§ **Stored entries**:
# # # #

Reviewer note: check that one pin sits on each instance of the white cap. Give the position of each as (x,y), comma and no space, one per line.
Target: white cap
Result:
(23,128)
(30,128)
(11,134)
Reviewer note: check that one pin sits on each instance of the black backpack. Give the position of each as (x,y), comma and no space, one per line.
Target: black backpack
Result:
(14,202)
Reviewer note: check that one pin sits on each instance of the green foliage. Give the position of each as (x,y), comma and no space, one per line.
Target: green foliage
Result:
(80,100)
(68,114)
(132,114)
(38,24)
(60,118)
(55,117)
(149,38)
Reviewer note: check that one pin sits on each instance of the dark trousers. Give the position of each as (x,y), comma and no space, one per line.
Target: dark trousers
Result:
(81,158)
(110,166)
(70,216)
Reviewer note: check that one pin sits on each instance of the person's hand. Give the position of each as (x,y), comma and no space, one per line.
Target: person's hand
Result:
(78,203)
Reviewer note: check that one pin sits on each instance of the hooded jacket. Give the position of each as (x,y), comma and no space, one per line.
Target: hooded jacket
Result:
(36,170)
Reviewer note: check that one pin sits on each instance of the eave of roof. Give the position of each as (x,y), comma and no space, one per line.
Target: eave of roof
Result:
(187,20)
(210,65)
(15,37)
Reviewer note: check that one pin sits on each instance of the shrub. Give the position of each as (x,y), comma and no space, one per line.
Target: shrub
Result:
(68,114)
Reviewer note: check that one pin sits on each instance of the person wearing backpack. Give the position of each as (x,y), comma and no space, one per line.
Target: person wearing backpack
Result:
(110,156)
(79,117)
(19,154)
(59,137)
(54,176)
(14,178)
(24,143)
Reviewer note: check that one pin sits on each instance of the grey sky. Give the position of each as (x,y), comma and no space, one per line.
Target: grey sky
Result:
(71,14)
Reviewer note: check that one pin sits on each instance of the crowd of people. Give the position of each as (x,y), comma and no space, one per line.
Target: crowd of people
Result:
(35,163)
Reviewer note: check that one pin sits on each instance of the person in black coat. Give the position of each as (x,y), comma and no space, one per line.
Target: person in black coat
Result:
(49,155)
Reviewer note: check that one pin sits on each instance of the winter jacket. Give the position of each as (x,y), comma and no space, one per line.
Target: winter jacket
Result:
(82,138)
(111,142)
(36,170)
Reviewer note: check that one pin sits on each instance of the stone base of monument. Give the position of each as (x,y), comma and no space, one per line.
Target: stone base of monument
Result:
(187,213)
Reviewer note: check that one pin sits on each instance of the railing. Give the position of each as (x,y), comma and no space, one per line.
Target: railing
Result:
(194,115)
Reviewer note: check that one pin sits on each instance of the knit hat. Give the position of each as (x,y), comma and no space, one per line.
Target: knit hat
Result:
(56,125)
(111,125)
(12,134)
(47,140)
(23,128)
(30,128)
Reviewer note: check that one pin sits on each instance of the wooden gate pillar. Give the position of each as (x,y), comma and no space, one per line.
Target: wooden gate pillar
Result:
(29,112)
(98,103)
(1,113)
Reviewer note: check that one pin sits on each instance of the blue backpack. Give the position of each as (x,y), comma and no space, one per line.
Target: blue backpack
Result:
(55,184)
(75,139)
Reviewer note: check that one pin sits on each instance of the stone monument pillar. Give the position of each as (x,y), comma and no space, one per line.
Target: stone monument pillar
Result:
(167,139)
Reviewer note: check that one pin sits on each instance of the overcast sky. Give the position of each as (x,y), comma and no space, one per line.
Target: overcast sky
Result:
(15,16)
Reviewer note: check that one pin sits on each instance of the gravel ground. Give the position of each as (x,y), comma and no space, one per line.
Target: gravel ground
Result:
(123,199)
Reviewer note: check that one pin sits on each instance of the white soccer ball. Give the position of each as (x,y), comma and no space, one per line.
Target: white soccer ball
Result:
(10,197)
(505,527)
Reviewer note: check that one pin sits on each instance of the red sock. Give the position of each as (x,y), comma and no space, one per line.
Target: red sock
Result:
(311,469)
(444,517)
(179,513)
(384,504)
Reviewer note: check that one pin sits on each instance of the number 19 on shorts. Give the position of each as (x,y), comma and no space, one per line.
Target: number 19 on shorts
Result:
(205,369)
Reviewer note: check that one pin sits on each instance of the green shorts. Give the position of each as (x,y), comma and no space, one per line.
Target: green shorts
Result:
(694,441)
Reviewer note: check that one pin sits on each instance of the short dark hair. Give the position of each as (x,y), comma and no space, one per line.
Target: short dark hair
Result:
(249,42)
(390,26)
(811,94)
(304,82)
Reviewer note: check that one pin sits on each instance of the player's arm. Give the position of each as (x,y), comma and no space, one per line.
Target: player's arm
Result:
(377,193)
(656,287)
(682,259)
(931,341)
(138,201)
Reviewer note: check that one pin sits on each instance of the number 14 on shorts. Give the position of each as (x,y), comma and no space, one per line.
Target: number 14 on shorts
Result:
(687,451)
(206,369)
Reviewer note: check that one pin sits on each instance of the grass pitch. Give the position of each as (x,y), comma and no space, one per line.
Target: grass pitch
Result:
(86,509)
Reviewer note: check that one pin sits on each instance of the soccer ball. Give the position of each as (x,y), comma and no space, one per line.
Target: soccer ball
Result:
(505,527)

# # # #

§ **CHALLENGE**:
Rewrite the stretch of entries from the line containing "of the player's" through the end, replacing every "soccer ball" with "football" and leaving everything else unchanged.

§ **PROBLEM SOLUTION**:
Reviewer note: check that one pin sits on each instance of the player's arm. Give the position of each as (x,y), comma and no space, one per line.
Target: player's arm
Result:
(377,193)
(656,287)
(682,259)
(931,341)
(138,201)
Reviewer note: check that one pin sits on each instance of the number 14 on shorts. Give the position of each as (x,y), comma and no space, one per line.
Target: number 14 on shorts
Result:
(687,451)
(206,369)
Reviewer note: check that one pin sits on each instance of the grass pitch. Give the position of each as (x,y), comma and no space, one per line.
Target: grass pitch
Result:
(86,509)
Reviewer note: check that one pin sits on each instance of the football. Give the position of each as (x,y), comma and no space, one per line.
Target: football
Result:
(505,527)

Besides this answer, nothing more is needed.